■ INPUT:
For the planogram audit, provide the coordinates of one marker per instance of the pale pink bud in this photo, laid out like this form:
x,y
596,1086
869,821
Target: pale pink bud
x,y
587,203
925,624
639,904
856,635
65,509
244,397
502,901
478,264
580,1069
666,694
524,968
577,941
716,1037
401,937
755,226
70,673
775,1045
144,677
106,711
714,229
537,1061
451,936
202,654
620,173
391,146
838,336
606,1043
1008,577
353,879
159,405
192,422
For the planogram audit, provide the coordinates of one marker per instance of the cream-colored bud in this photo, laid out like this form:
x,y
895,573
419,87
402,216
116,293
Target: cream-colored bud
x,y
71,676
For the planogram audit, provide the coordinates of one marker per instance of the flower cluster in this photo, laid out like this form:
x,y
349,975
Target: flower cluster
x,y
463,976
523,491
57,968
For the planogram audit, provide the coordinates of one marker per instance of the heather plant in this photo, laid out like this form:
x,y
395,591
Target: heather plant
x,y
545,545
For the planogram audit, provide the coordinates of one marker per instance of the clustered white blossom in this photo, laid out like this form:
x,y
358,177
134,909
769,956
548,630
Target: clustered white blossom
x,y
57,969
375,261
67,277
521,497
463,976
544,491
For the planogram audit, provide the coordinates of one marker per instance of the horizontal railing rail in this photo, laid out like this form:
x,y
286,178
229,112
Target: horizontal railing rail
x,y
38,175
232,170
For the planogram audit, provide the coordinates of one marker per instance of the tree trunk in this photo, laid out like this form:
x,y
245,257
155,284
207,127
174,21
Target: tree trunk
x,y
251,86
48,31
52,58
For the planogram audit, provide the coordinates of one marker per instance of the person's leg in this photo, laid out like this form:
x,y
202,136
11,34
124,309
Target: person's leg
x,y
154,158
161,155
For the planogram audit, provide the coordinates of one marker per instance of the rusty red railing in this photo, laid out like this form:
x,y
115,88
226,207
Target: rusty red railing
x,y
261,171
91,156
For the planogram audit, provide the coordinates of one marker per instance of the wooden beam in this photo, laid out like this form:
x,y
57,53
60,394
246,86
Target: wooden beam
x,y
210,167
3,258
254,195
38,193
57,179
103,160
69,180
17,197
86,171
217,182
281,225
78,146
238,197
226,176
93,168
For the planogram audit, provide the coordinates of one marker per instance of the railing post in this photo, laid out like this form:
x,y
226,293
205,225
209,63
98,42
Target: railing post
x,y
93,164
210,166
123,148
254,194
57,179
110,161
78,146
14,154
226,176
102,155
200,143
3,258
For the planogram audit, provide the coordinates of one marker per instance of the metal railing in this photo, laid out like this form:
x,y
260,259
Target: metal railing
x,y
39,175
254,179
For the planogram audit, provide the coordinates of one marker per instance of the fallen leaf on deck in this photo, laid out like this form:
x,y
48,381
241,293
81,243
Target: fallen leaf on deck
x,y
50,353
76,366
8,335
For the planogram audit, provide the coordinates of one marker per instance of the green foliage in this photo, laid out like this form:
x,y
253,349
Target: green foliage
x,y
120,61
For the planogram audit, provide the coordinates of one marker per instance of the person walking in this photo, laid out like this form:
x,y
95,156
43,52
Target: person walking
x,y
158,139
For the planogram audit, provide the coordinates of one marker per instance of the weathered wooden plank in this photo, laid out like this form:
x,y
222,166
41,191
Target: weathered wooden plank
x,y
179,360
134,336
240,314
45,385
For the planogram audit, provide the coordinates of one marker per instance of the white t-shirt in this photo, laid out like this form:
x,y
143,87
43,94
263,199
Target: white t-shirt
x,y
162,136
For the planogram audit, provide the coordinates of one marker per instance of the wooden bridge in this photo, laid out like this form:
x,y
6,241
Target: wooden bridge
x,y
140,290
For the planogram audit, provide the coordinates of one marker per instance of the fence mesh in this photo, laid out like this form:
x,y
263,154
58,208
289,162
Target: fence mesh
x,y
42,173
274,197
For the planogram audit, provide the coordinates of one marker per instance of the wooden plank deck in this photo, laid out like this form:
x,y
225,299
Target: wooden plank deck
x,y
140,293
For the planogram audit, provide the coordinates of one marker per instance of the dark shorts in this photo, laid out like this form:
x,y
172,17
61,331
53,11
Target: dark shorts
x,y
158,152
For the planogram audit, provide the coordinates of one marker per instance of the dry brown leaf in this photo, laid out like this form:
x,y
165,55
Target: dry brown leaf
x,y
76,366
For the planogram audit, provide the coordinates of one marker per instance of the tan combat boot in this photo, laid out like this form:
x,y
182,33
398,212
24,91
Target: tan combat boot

■ PROBLEM REQUIREMENTS: Would you return all of the material exactly as written?

■ ANSWER TO THIS EXERCISE:
For the planogram audit, provide the coordinates of one marker per instance of the pale pink bud in this photo, laid out like this form:
x,y
596,1086
869,821
Target: pale pink bud
x,y
587,203
925,624
639,904
856,635
65,509
244,397
502,901
478,264
580,1069
666,694
524,968
577,941
716,1037
401,937
755,226
70,673
775,1045
144,677
106,711
714,229
537,1061
451,936
202,654
620,173
391,146
838,336
606,1043
1008,577
353,879
159,405
192,422
For the planogram audit, provide the coordinates of one marker per instance of the cream-colored bud in this photo, laid out like this form:
x,y
895,573
419,87
402,216
116,293
Target: cream-colored bud
x,y
71,676
For the planogram audit, provide the coordinates of one marker per instance of the flower cluster in this photo, laid out like this form:
x,y
349,975
Target: flower cluster
x,y
463,976
523,491
57,968
For the planogram audit, provide the coordinates of one marker per instance of the heather plant in this photo, laid out like this form:
x,y
395,591
Target: heather plant
x,y
545,545
For the planogram audit, provide the coordinates of one marker per instance of the clustered white blossom in this photo, laid out like this form:
x,y
358,177
134,909
769,956
548,630
Target: clustered white blossom
x,y
57,969
375,261
67,277
521,497
463,976
544,491
For the planogram audit, provide the coordinates of one marker per instance of the horizontal railing rail in this photo, laid out like this form:
x,y
286,178
229,112
Target: horizontal railing rail
x,y
38,175
232,170
For the planogram audit, provide the coordinates of one marker per instance of the tree trunk in this photo, laid out like this form:
x,y
245,257
155,284
207,127
174,21
Target: tree trunk
x,y
251,86
48,31
52,58
For the planogram audit, provide the coordinates of one marker per instance of the person's leg in this photo, laid out like this form:
x,y
202,136
11,34
124,309
Target: person's leg
x,y
154,158
161,155
For the planogram audit, provide the coordinates of one marker per instance of the rusty red railing in this photo, laid out like this form:
x,y
115,88
226,207
Target: rusty red railing
x,y
261,171
91,156
For the planogram audit, provide the coordinates of one marker per instance of the wooden beam in this photo, laid out like this form:
x,y
57,53
60,394
246,86
Target: wooden beam
x,y
210,167
3,258
254,195
38,193
57,179
103,160
69,180
17,197
86,171
217,182
281,225
78,146
238,197
226,176
93,168
For the planogram audit, provide the coordinates of one marker per instance of the railing post in this photo, laid out like this form:
x,y
226,293
205,225
209,63
98,42
Target: railing post
x,y
93,164
210,166
123,148
254,194
57,179
110,161
78,146
14,154
226,176
102,155
200,143
3,258
For the planogram audit, provide the coordinates of one marker per instance of the metal railing in this photo, laid out like this form:
x,y
260,259
Target: metal railing
x,y
39,175
254,179
For the planogram audit, provide the coordinates of one marker per instance of the fallen leaf on deck in this photo, laid out like this form:
x,y
48,381
241,293
81,243
Target: fallen leaf on deck
x,y
50,353
76,366
8,335
For the planogram audit, provide the coordinates of one marker per instance of the green foliage in this photo, laid out like this form:
x,y
253,349
Target: green foliage
x,y
120,61
For the planogram audit, provide the coordinates of one marker per instance of the person walking in this photo, laid out like this form:
x,y
95,156
43,52
Target: person walking
x,y
158,139
For the planogram audit, provide the coordinates of one marker per instance of the weathered wooden plank in this photo, laid out like this form:
x,y
222,166
41,191
Target: weathered wooden plank
x,y
179,360
134,336
240,314
45,385
For the planogram audit, provide the coordinates of one marker per instance of the white t-shirt in this photo, laid out like this form:
x,y
143,87
43,94
263,199
Target: white t-shirt
x,y
162,136
For the planogram audit, provide the coordinates of one marker per instance of the wooden bridge in this photo, laid out like this form:
x,y
6,241
Target: wooden bridge
x,y
140,290
For the planogram audit, provide the coordinates of one marker per instance of the fence mesh in this photo, laid out like this form:
x,y
263,154
58,208
289,162
Target: fence mesh
x,y
42,173
274,197
For the planogram audit, provide the coordinates of one marker per instance of the wooden plank deck in this photo, laid out like this form:
x,y
225,299
Target: wooden plank deck
x,y
140,293
For the planogram audit, provide the coordinates of one marker per instance of the dark shorts in this photo, laid out like this form:
x,y
172,17
61,331
53,11
Target: dark shorts
x,y
158,152
For the planogram audit, provide the coordinates of one marker per instance of the dry brown leaf in this photo, laid out like this form:
x,y
165,55
Target: dry brown leaf
x,y
76,366
For the planogram audit, provide the coordinates of one marker per instance of the tan combat boot in this photo, laid out like this form:
x,y
182,33
398,212
24,91
Target: tan combat boot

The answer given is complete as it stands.